* BEGIN TEXT SECTION *

Godzilla: King of the Monsters Review

Godzilla: King of the Monsters Review

Few figures in cinema loom quite as large, both figuratively and literally, as Godzilla. With 34 films spanning 65 years his name is synonymous with giant monster, AKA kaiju, action. In 2014’s Godzilla we got the latest attempt to bring the scourge of Japan stateside, directed by Gareth Edwards. Some found his “less is more” approach to be frustrating, wishing for more monster action, but I saw it as an effective way of both giving Godzilla’s screentime that much more impact and emphasising his role for much of that film as a dispassionate force of nature. My only real issue with Edward’s film is the way that Aaron Taylor-Johnson’s Ford Brody always managed to be in the right place at the right time, but found the rest of it thrilling, visually stunning, and just the right groundwork leading into this new American Godzilla franchise, dubbed the Monsterverse. Then came Jordan Vogt-Roberts’ Kong: Skull Island in 2017, which had a very different mood to Godzilla, but was a greatly entertaining film with stunning cinematography and still felt connected to the world that been set up. The stage now set for more Monsterverse, many were curious over the next step.

Well, one thing is for certain, nobody is going to be complaining about a lack of monsters this time around, as Michael Dougherty’s Godzilla: King of the Monsters is an all-out giant monster bash the likes of which we have never seen.

Some time after the events of the monster attack on San Francisco, the organisation Monarch led by Dr. Serizawa (Ken Watanabe), work to prevent the destruction of the giant creatures, Titans, believing they are key to the natural order of the planet. Not everyone agrees, including Mark Russell (Kyle Chandler), whose life took a tragic turn in the aftermath of Godzilla’s fight with the MUTOs. When his wife, Emma (Vera Farmiga) and daughter Madison (Millie Bobby Brown), are kidnapped by the sinister Alan Jonah (Charles Dance) whose own interest in the Titans is less than benign, it sets in motion an awakening of more Titans; some a force for good, others an embodiment of destruction.

Godzilla: King of the Monsters has a lot going on in. While Edward’s Godzilla was natural disaster in tone, and Kong: Skull Island was based around survival and war, this movie is full-on apocalyptic. It emphasises widespread destruction whilst also dealing with humanity’s relationship with the Titans and the attitudes towards them, both positive and negative. It’s epic in scale with visuals to back it up. All the monsters and monster fights look amazing, and in that sense it is everything you could want from this kind of film, as we get the kind of fights that simply weren’t possible in the Japanese Toho films due to limitations of technology.

* END TEXT SECTION *
* BEGIN PROVIDED DATA *

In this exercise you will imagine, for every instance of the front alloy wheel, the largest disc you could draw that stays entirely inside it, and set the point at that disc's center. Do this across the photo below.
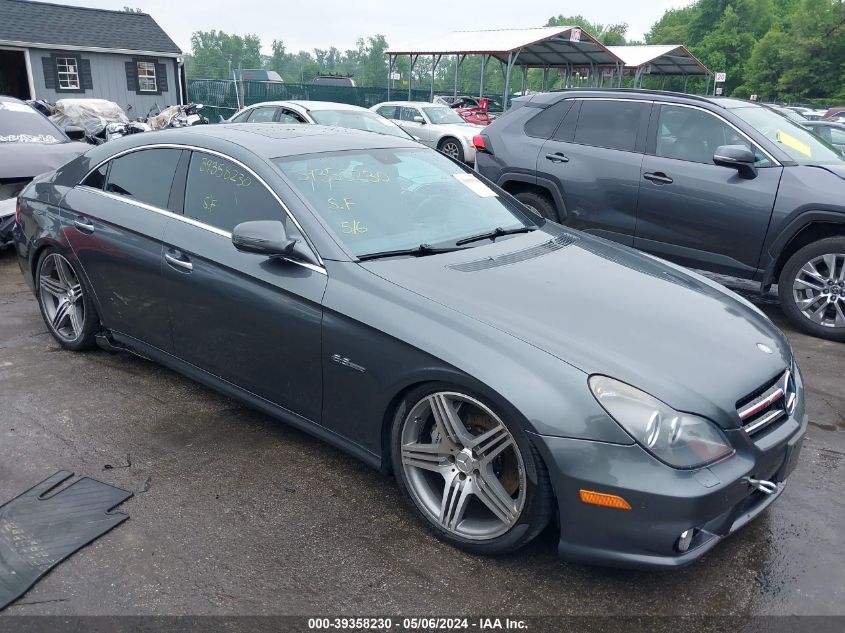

* END PROVIDED DATA *

▶ _OBJECTIVES_:
(a) Answer these questions using the Godzilla review.
(i) How many films and how many years does the review say Godzilla's name spans?
(ii) Which actor plays Dr. Serizawa?
(iii) What does the review say Kong: Skull Island was based around?
(b) Return the part of the Godzilla review from "Godzilla: King of the Monsters has" to "limitations of technology.", copied word for word.
Work only from the review.

▶ _SOLVED PROBLEMS_:
(a)
(i) 34 films spanning 65 years
(ii) Ken Watanabe
(iii) Survival and war

(b)
Godzilla: King of the Monsters has a lot going on in. While Edward’s Godzilla was natural disaster in tone, and Kong: Skull Island was based around survival and war, this movie is full-on apocalyptic. It emphasises widespread destruction whilst also dealing with humanity’s relationship with the Titans and the attitudes towards them, both positive and negative. It’s epic in scale with visuals to back it up. All the monsters and monster fights look amazing, and in that sense it is everything you could want from this kind of film, as we get the kind of fights that simply weren’t possible in the Japanese Toho films due to limitations of technology.